## Records for the task
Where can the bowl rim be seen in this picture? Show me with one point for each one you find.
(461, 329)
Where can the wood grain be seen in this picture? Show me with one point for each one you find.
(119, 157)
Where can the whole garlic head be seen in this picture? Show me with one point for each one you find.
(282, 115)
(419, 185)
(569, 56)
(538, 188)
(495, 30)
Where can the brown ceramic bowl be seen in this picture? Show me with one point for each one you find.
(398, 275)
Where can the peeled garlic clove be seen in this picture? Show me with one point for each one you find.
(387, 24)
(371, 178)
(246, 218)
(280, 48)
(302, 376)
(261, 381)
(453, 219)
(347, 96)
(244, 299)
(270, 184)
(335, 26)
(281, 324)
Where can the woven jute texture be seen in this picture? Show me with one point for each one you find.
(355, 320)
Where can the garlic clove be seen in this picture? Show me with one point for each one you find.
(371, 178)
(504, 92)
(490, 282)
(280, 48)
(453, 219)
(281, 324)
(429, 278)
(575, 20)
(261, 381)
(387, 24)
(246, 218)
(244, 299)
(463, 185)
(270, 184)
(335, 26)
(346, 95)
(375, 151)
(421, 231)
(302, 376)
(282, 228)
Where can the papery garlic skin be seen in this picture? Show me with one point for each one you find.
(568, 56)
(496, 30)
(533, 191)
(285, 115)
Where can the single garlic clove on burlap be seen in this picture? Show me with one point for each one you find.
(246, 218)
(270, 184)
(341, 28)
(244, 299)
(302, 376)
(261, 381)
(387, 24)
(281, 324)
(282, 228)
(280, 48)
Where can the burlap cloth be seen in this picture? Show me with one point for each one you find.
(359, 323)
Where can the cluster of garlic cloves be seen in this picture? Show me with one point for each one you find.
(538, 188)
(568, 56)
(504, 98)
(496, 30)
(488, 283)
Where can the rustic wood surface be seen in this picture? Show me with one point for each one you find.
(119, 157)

## Work required
Every entry above should be retyped exactly as shown.

## Answer to the exercise
Where can the bowl rim be seen in this picture? Show me with one point for each one you find.
(461, 329)
Where can the wood grain be seen in this picture? Show me with one point for each one you find.
(119, 157)
Where can the whole garlic head be seen in this picture? Show me with one point for each one you find.
(282, 115)
(419, 185)
(569, 56)
(538, 188)
(495, 30)
Where can the brown ceramic bowl be seen in this picture? Show me with one point for each one you find.
(398, 275)
Where can the peeled garlic clove be seen in this picture? Show me with one point for each one you find.
(387, 24)
(371, 178)
(246, 218)
(280, 48)
(302, 376)
(261, 381)
(453, 219)
(347, 96)
(244, 299)
(270, 184)
(335, 26)
(281, 324)
Where can the woven jute texture be seen in this picture? Show me with one point for each one you find.
(355, 320)
Where can the garlic clove be seen in this picture? Show me with one point for each one you find.
(371, 178)
(504, 92)
(490, 282)
(280, 48)
(453, 219)
(281, 324)
(429, 278)
(575, 20)
(261, 381)
(387, 24)
(246, 218)
(244, 299)
(463, 185)
(270, 184)
(335, 26)
(346, 95)
(375, 151)
(421, 231)
(302, 376)
(282, 228)
Where can the papery garlic skin be seen in this picture? Show me with one point for each one you find.
(568, 56)
(496, 30)
(533, 191)
(285, 115)
Where can the single garlic clove on burlap be seen in this picture? Show me with one point for each one you find.
(246, 218)
(270, 184)
(341, 28)
(244, 299)
(302, 376)
(261, 381)
(387, 24)
(281, 324)
(282, 228)
(280, 48)
Where can the burlap cloth be seen in this picture? Show me with one point for each one you find.
(359, 323)
Where can the cluster of garlic cloves be seen in this picture? Show me with one point for each one you find.
(538, 188)
(568, 56)
(504, 98)
(496, 30)
(488, 283)
Where can the rustic wood surface be seen in this picture? Show me with one point for each one you find.
(119, 157)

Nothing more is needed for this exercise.